> **WRITTEN INSTRUCTION**:
Copy out the passage below about the contaminated soybeans word for word, from its first sentence to its last.

___ SOURCE TEXT

In June and August, 2007, two stories published by The Organic … Non-GMO Report, a trade magazine, gave the first public hints of Constant’s deceptions. The articles centered on a Nevada company that processed soybeans. It had bought some supposedly organic soybeans from Jericho Solutions, but they had tested positive for G.M.O.s. The contamination was said to have cost the company a hundred thousand dollars. The magazine quoted Holthaus, who sounded defiant: “There was no problem on our end. We had the paper trail. . . . Someone’s trying to nail us for something we didn’t do.” Apparently without evidence, she blamed Chinese soybeans that had passed through the Nevada facility. The soy processor said, in response, that it had never had a G.M.O. problem with Chinese soybeans.

I asked John Heinecke about this episode. By 2007, he no longer had an Organic Land Management contract, but he remained open to working with Constant. The Nevada facility had been tainted, Heinecke said, by “railcar loads of fucking Roundup Ready beans.” He began to yell. “And Randy knew they were, because he knew what he bought! I sold them to him! I sold him the goddam railcars!” Heinecke said that he’d bought the soybeans from a Missouri landowner for whom he farmed. “I said, ‘Randy, these are Roundup Ready beans.’ He said, ‘I don’t care. Put ’em on a car. I’ll take care of it.’ ”

Constant and Borgerding, his partner at Organic Land Management, decided to sever ties in April, 2007. They agreed that Constant could keep the company’s name. Borgerding told me that the split was friendly, and the result of a cash-flow crisis. But he also said that in 2006 Constant had wildly underreported soybean yields on his portion of Organic Land Management farmland. (“It got dry toward the end of the summer,” Constant had claimed.)

______
___ SUPPLIED ENTRIES

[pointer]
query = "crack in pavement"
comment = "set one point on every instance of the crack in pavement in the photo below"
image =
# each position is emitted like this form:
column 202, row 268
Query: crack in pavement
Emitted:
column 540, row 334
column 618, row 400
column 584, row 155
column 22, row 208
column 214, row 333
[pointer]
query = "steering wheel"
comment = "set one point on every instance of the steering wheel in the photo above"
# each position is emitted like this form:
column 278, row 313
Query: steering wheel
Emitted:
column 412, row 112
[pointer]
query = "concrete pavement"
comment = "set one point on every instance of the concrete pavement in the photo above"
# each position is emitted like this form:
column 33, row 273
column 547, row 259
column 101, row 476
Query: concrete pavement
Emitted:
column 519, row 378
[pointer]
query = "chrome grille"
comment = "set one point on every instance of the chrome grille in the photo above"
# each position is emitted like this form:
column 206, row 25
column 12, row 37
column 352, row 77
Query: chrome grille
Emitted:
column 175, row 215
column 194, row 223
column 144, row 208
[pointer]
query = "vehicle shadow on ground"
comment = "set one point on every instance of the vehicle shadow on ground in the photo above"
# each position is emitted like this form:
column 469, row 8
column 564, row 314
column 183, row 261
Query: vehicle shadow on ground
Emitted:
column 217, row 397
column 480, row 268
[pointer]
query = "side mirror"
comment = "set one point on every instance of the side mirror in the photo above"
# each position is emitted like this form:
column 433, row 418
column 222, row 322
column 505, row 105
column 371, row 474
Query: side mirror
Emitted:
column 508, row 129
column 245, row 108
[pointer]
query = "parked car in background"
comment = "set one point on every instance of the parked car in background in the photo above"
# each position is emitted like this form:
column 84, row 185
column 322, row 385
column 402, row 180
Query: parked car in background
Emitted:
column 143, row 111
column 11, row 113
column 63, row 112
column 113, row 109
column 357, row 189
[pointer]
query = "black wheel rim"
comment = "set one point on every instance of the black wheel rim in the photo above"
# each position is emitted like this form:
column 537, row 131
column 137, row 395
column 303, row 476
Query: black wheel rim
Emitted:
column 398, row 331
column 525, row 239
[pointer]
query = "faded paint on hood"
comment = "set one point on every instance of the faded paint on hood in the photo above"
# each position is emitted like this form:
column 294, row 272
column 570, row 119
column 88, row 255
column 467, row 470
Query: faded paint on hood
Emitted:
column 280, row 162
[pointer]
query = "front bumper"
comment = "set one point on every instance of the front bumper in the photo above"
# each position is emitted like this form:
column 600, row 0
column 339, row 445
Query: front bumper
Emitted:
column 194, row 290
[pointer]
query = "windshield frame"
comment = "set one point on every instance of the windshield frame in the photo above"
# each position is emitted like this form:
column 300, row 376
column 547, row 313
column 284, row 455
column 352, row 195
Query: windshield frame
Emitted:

______

> **TASK RESULT**:
In June and August, 2007, two stories published by The Organic … Non-GMO Report, a trade magazine, gave the first public hints of Constant’s deceptions. The articles centered on a Nevada company that processed soybeans. It had bought some supposedly organic soybeans from Jericho Solutions, but they had tested positive for G.M.O.s. The contamination was said to have cost the company a hundred thousand dollars. The magazine quoted Holthaus, who sounded defiant: “There was no problem on our end. We had the paper trail. . . . Someone’s trying to nail us for something we didn’t do.” Apparently without evidence, she blamed Chinese soybeans that had passed through the Nevada facility. The soy processor said, in response, that it had never had a G.M.O. problem with Chinese soybeans.

I asked John Heinecke about this episode. By 2007, he no longer had an Organic Land Management contract, but he remained open to working with Constant. The Nevada facility had been tainted, Heinecke said, by “railcar loads of fucking Roundup Ready beans.” He began to yell. “And Randy knew they were, because he knew what he bought! I sold them to him! I sold him the goddam railcars!” Heinecke said that he’d bought the soybeans from a Missouri landowner for whom he farmed. “I said, ‘Randy, these are Roundup Ready beans.’ He said, ‘I don’t care. Put ’em on a car. I’ll take care of it.’ ”

Constant and Borgerding, his partner at Organic Land Management, decided to sever ties in April, 2007. They agreed that Constant could keep the company’s name. Borgerding told me that the split was friendly, and the result of a cash-flow crisis. But he also said that in 2006 Constant had wildly underreported soybean yields on his portion of Organic Land Management farmland. (“It got dry toward the end of the summer,” Constant had claimed.)